[PASSAGE]
By Michael Kuchta, 2025

History Cambridge is spending 2025 focused on the history of East Cambridge, including the people who have inhabited the neighborhood, the occupations that employed them and the buildings, streets and public places they created. This is the story of a company that was based in East Cambridge for decades, Carter’s Ink.

Highlighters, useful and ubiquitous, were invented in East Cambridge. The far left and right of this image was created in a digital retouching process. The highlighters were photographed and are real.  (Photo: Michael Kuchta)

In the 1950s, Cambridge, like many Northeastern cities, began to lose the manufacturing businesses that had sustained its growth over the previous century. Important local employers such as meatpackers, candy makers and soap factories looked to take advantage of abundant land in the suburbs and cheaper labor in other states, abandoning often-outdated facilities here. This was especially true in East Cambridge, where many factories, wharves and warehouses had been built on former marshlands in the late 1800s. The companies that remained, including Carter’s Ink, had to innovate to survive.

[REQUIRED TASKS]
• a. Answer these questions using the passage on Carter's Ink:
(i) Which neighborhood is History Cambridge focusing on in 2025?
(ii) What everyday item does the passage say was invented in East Cambridge?
(iii) In which decade did Cambridge begin to lose its manufacturing businesses?
• b. Write the next part of the passage on Carter's Ink, picking up after its last sentence.

Named-object pointing records
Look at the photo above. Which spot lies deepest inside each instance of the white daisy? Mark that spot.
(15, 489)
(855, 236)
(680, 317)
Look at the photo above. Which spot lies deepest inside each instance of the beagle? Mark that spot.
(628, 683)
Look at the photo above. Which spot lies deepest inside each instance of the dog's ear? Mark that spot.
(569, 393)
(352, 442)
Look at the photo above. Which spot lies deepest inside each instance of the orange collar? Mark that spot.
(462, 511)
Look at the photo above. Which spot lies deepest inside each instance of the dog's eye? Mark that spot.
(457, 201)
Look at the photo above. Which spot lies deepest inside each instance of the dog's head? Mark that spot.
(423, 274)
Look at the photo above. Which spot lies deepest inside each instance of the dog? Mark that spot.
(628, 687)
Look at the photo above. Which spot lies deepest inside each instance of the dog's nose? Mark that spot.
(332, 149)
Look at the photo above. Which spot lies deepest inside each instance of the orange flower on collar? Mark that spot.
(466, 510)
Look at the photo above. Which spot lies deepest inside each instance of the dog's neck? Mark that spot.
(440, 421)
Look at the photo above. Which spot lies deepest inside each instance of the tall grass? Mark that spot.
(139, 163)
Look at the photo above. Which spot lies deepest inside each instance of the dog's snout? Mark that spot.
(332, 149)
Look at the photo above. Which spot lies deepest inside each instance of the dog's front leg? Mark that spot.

[EXERCISE ANSWERS]
• a.
(i) East Cambridge
(ii) Highlighters
(iii) The 1950s

• b.
Started in Boston in 1858, Carter’s moved to East Cambridge in 1910, where it built a factory on First Street facing the Charles River. The company had long since learned the importance of product innovation. In the 1860s, Carter’s thrived because it developed a competitive advantage: its Combined Writing and Copying Ink could be used to make multiple copies of a document – long before the invention of the photocopy machine or even carbon paper. John W. Carter, cousin to the three brothers who founded the company, revived Carter’s in 1872 after a devastating fire by hiring a skilled chemist to develop new inks. By 1884 the company was manufacturing nearly 5 million bottles of ink a year. Carter’s added library paste, ink eradicator and new ink colors to its product line, and, as typewriters became popular, carbon paper and ribbons. In its East Cambridge plant, Carter’s installed automated equipment for filling, capping and labeling bottles.

In the 1920s, Carter’s Ink gained local goodwill through its civic engagement. It participated in the Cambridge Industrial Athletic League, sponsoring baseball and bowling teams. In 1926, the company topped its First Street building with an electric clock, which became a landmark on the riverfront. By 1930, Carter’s Ink employed more than 500 people and claimed to be the largest ink manufacturer in the United States.

A 1939 Carter’s Ink’s catalog displays a range of the company’s products. (Image: Cambridge Historical Commission)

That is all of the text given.